#### [STUDY QUESTIONS]
- 1) Edit the blog post on confidence and sex appeal by reproducing the passage starting at "Here are some" and ending at "number for me!)", with "confidence" replaced by "self-assurance".
- 2) Condense the paragraph of the blog post on confidence and sex appeal that begins "I talked about eliminating negative self-talk" into a shorter version that keeps its main facts.

#### [SOURCE TEXT]
+ + + + +

Building Your Confidence and Sex Appeal

I talked about eliminating negative self-talk in my last blog You are Enough. Stop feeding Your Negative Thoughts. I have developed a negative view of myself. For me, I would describe it as always feeling like a child. I felt like I would never grow up. Part of the reason was due to society, treating me differently. If I were standing next to another adult, a stranger would always talk to them instead of me. Even if the stranger was asking questions about me. The question was directed at my friend/partner. So, I never felt like an adult, let alone a sexual adult. I was always cute and sweet little Angela or Angie. I also learned that I hate being called Angie because it reminded me of being a little girl. So today, I have had to learn the confidence to tell people, “My Name is Angela”.  My husband would tell me I was beautiful and sexy. But how do I get to that feeling myself? How do I really feel that way? I want to feel like a confident and sexy adult; how do I get there?

Here are some tips I have used to help me to find my confidence and sex appeal. I hope some of them resonate with you and help you.

THIRTEEN TIPS (Because Thirteen is a lucky number for me!)

1. Acceptance. This is me. This is my body. (my weight, my disability). This is who I will always be. I am tired of feeling like crap. I knew I had to change something. So, I changed my attitude.

+ + + + +

#### [RAW DATA]

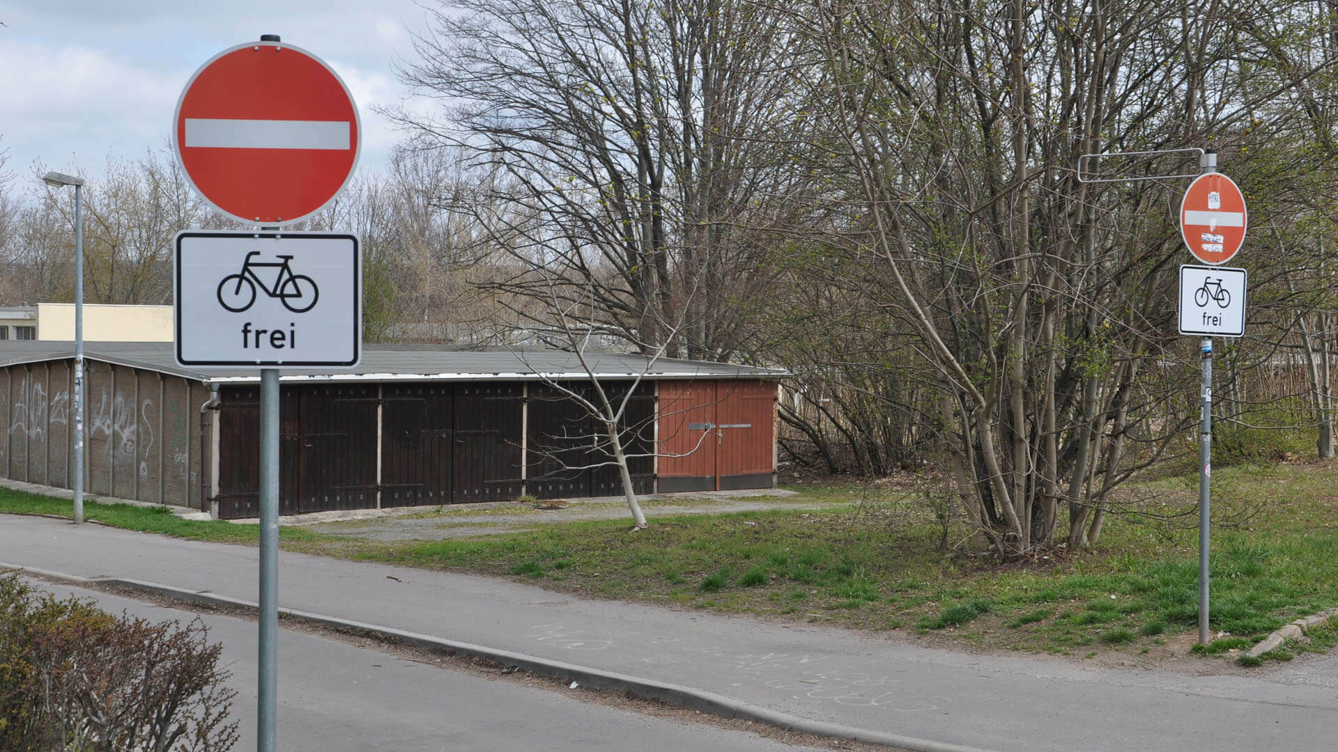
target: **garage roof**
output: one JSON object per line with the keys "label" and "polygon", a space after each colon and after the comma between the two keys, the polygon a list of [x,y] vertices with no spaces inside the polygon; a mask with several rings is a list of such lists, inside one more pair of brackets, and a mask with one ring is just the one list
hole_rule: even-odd
{"label": "garage roof", "polygon": [[[0,367],[75,355],[74,343],[0,341]],[[159,371],[207,383],[260,381],[260,372],[240,369],[182,368],[173,357],[173,343],[84,343],[84,357]],[[586,361],[601,379],[777,379],[788,372],[705,360],[674,360],[587,351]],[[529,348],[460,349],[442,345],[363,345],[363,361],[344,371],[284,371],[282,381],[478,381],[586,379],[575,353]]]}

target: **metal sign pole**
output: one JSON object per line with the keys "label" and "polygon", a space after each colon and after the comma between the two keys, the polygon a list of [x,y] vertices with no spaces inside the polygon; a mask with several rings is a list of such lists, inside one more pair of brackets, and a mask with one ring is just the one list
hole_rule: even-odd
{"label": "metal sign pole", "polygon": [[[1203,171],[1218,171],[1216,150],[1203,154]],[[1212,484],[1212,337],[1204,337],[1200,345],[1199,363],[1203,375],[1199,383],[1200,419],[1199,434],[1199,645],[1207,645],[1208,633],[1208,525],[1211,522]]]}
{"label": "metal sign pole", "polygon": [[[277,41],[278,37],[274,37]],[[280,227],[262,227],[280,230]],[[278,369],[260,372],[260,678],[256,752],[277,752],[278,713]]]}
{"label": "metal sign pole", "polygon": [[1200,381],[1202,428],[1199,434],[1199,644],[1207,645],[1208,634],[1208,496],[1212,479],[1212,337],[1200,347],[1203,377]]}

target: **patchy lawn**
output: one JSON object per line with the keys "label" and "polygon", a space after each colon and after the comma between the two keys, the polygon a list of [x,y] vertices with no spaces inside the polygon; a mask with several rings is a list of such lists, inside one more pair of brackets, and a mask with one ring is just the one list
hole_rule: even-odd
{"label": "patchy lawn", "polygon": [[[871,630],[990,649],[1090,657],[1156,652],[1198,622],[1198,476],[1131,486],[1094,551],[999,565],[951,557],[965,535],[942,486],[796,486],[820,510],[554,522],[448,541],[364,541],[284,529],[285,549],[519,577],[554,590]],[[1214,476],[1212,628],[1232,654],[1287,621],[1338,605],[1338,463],[1232,467]],[[70,502],[0,492],[0,511],[68,514]],[[799,500],[799,499],[789,499]],[[669,511],[669,510],[665,510]],[[90,519],[187,538],[253,542],[253,526],[140,507]],[[1323,645],[1319,645],[1323,646]]]}

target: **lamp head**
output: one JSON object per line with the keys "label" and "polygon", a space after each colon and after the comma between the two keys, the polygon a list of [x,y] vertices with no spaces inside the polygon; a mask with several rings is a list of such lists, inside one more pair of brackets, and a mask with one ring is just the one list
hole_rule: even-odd
{"label": "lamp head", "polygon": [[76,178],[64,173],[47,173],[45,175],[41,175],[41,182],[55,187],[82,186],[83,178]]}

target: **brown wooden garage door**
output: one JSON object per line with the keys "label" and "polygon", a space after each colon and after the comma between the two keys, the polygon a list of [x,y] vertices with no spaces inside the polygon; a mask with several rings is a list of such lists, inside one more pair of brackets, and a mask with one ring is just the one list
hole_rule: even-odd
{"label": "brown wooden garage door", "polygon": [[776,385],[661,381],[658,490],[769,488]]}
{"label": "brown wooden garage door", "polygon": [[519,384],[387,385],[381,506],[520,495]]}

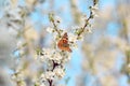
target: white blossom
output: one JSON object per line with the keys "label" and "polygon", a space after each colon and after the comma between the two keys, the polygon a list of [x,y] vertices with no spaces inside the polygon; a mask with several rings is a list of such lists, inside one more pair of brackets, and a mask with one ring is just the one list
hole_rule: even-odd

+ + + + +

#### [EXPECTED RESPONSES]
- 1)
Here are some tips I have used to help me to find my self-assurance and sex appeal. I hope some of them resonate with you and help you.

THIRTEEN TIPS (Because Thirteen is a lucky number for me!)

- 2) In my previous blog, You are Enough. Stop feeding Your Negative Thoughts, I discussed eliminating negative self-talk. I had developed a negative view of myself and always felt like a child who would never grow up. Part of the reason was that society treated me differently. Strangers addressed the adult beside me, even when asking about me. I never felt like an adult, let alone a sexual adult, and was always cute, sweet little Angela or Angie. I learned that I hate being called Angie because it reminded me of being a little girl. I have had to learn the confidence to tell people, "My Name is Angela". My husband told me I was beautiful and sexy, but I wanted to feel like a confident and sexy adult myself, and I wondered how to get there.